Try it
Could you retype all of the records exactly, leaving out every picture?

Working data
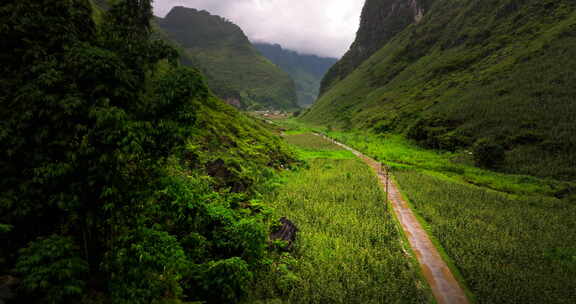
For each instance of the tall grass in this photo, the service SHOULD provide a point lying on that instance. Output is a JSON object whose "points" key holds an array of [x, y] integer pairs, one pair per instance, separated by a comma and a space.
{"points": [[348, 247], [509, 250]]}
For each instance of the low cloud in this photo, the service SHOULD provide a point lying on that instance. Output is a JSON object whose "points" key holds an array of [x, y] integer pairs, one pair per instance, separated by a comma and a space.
{"points": [[320, 27]]}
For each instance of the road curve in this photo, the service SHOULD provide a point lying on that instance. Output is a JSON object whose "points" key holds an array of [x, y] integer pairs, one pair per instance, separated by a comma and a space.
{"points": [[444, 285]]}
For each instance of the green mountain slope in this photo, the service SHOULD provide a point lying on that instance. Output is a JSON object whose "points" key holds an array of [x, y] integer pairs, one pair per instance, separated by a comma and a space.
{"points": [[235, 71], [306, 70], [469, 72], [124, 180], [380, 22]]}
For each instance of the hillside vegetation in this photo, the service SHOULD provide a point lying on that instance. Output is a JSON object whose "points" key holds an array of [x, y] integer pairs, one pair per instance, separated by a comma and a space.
{"points": [[234, 69], [495, 75], [306, 70], [124, 179]]}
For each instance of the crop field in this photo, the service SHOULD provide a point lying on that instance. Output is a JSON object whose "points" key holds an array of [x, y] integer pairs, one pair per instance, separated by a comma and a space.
{"points": [[509, 236], [348, 247], [508, 249]]}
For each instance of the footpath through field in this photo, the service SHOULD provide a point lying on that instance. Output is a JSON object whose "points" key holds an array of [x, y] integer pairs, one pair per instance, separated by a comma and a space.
{"points": [[444, 285]]}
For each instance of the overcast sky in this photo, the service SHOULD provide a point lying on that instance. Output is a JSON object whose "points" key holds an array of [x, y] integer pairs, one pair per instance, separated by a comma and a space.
{"points": [[320, 27]]}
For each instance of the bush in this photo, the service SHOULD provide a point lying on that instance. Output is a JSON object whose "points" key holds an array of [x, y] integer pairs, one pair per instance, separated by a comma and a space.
{"points": [[52, 268], [226, 281], [146, 265], [488, 154]]}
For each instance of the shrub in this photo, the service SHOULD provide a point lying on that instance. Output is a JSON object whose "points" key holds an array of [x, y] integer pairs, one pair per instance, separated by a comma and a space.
{"points": [[52, 268], [488, 154], [145, 265]]}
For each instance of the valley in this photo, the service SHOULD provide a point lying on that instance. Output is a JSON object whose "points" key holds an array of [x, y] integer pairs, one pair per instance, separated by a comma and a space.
{"points": [[265, 152]]}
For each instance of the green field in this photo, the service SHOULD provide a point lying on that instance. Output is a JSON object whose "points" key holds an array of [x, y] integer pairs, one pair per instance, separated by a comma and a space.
{"points": [[348, 247], [510, 236]]}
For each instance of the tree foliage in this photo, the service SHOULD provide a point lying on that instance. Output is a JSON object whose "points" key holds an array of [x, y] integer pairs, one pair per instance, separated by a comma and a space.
{"points": [[101, 190]]}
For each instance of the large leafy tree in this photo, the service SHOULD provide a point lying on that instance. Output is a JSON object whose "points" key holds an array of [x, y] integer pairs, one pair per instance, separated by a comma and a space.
{"points": [[91, 119]]}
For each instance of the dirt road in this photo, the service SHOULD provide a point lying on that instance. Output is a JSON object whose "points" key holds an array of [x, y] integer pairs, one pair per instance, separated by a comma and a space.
{"points": [[444, 285]]}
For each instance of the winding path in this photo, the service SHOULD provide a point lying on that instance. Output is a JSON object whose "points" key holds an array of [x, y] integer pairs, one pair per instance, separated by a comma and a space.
{"points": [[444, 285]]}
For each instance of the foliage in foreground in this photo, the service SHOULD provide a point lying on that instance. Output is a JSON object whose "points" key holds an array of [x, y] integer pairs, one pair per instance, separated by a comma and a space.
{"points": [[124, 179], [499, 71]]}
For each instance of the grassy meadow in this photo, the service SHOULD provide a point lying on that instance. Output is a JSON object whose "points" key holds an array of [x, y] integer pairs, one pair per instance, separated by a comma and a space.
{"points": [[348, 247], [510, 236]]}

Response
For each instance of the tall grass in this photo, the service SHOULD provide a point lying on that instance. Output is a JSON object whose "points" key holds an array of [x, y] integer pairs, one pair per instance, separated by a comma and a space.
{"points": [[348, 247], [509, 250]]}
For each instance of the low cloud in this photo, the service SHOULD provide a point lying on that instance. Output is a JSON object whose "points" key holds an array of [x, y] integer pairs, one pair per instance, separated by a comma and a space.
{"points": [[320, 27]]}
For each instance of the road curve in this photo, the service SHOULD provide a point lying on that instance. Output is a JSON object whose "points" key holds an array of [x, y] integer pairs, one pair per instance, separated by a comma and a space.
{"points": [[444, 285]]}
For each instance of the green mountain slope in this photo, the service SHOULD provide a point lying on that instance. Output is a JSON object whose "points" key holds an array of [x, y] integer pairs, one pair per instance, separated by a comma and a space.
{"points": [[235, 71], [306, 70], [469, 72], [124, 180], [380, 22]]}
For each instance of the hillside vegetation in this photo, the service SHOULD provide a point lying on that instance. Output is a JSON object whose "points" key holds an array of [x, y] integer pairs, one pair per instance, separated by a comma and a space.
{"points": [[234, 69], [495, 75], [306, 70], [124, 179]]}
For each instance of the crop field in this photo, the service SHOULD provide a point lying on that instance. Output is a JSON object whose "points" key holds an array of [x, y] integer pairs, one pair per instance, separated by a comma and a space.
{"points": [[509, 236], [348, 247], [508, 249]]}
For each instance of the footpath through field in this photo, the service SHOULD provide a point lying on that instance. Output is a JSON object whose "points" key holds an array of [x, y] integer pairs, one pair per instance, separated by a comma and a space.
{"points": [[444, 285]]}
For each instance of the overcast sky in this photo, the service SHOULD provide a point lying on that instance. Output is a JSON object whose "points" key holds an array of [x, y] integer pairs, one pair per instance, separated by a comma and a space.
{"points": [[320, 27]]}
For each instance of the bush in this photo, the service SHOULD provide a point lying on that instance. Output is a JSON object whose "points" key holds an array of [x, y] integer pairs, one pair per instance, separated by a comma and a space.
{"points": [[52, 268], [226, 281], [146, 265], [488, 154]]}
For each instance of the shrub in this photo, the service SHOULD provide a point lying on that instance. Output is a JSON object whose "points" key holds an array of [x, y] integer pairs, one pair per instance, separated by a comma and a space.
{"points": [[52, 268], [488, 154], [145, 265]]}
For each instance of the valley in this photo, the service SHOULD provide a point lying on that instance. Output is a JSON object whose "points" key holds an array of [x, y] integer pairs, one pair per instance, separated by a comma and a space.
{"points": [[265, 152]]}
For each instance of the green field in this photo, the service SHOULD provide a point lying on that instance. Output is a JSON object whose "points" key holds an array of [x, y] integer pairs, one pair per instance, separated by a comma and a space.
{"points": [[348, 247], [510, 236]]}
For each instance of the tree foliage in this photo, the service SHOULD provide a point lying on that instance. Output is a JSON object whose "points" key holds an array of [x, y] integer pairs, one pair per instance, separated by a comma and a space.
{"points": [[101, 190]]}
For each instance of the large leafy tree in this photo, the service SHOULD provide a point lying on that instance. Output is a JSON object whose "points" key holds an array of [x, y] integer pairs, one pair per instance, separated by a comma and a space.
{"points": [[91, 119]]}
For each instance of the dirt road in this photo, the service SHOULD provide a point lying on that instance. Output is a JSON object whose "points" key holds an array of [x, y] integer pairs, one pair per instance, separated by a comma and a space.
{"points": [[444, 285]]}
For each instance of the winding path in this photo, the service SHOULD provide a point lying on that instance. Output is a JSON object whose "points" key holds an array of [x, y] integer pairs, one pair per instance, separated by a comma and a space.
{"points": [[444, 285]]}
For each instance of the foliage in foreground in this photo, the service SHOULD provide a point lying on that instance. Output is a JSON object whose "points" key holds an array of [x, y] integer pairs, one pair per instance, separated by a comma and a space.
{"points": [[124, 179], [499, 71]]}
For each instance of the grassy meadow in this photo, the service SHOULD provide a point lying on that instance. Output is a JSON object whose "points" key holds an array of [x, y] integer pairs, one pair per instance, separated by a comma and a space.
{"points": [[348, 247], [510, 236]]}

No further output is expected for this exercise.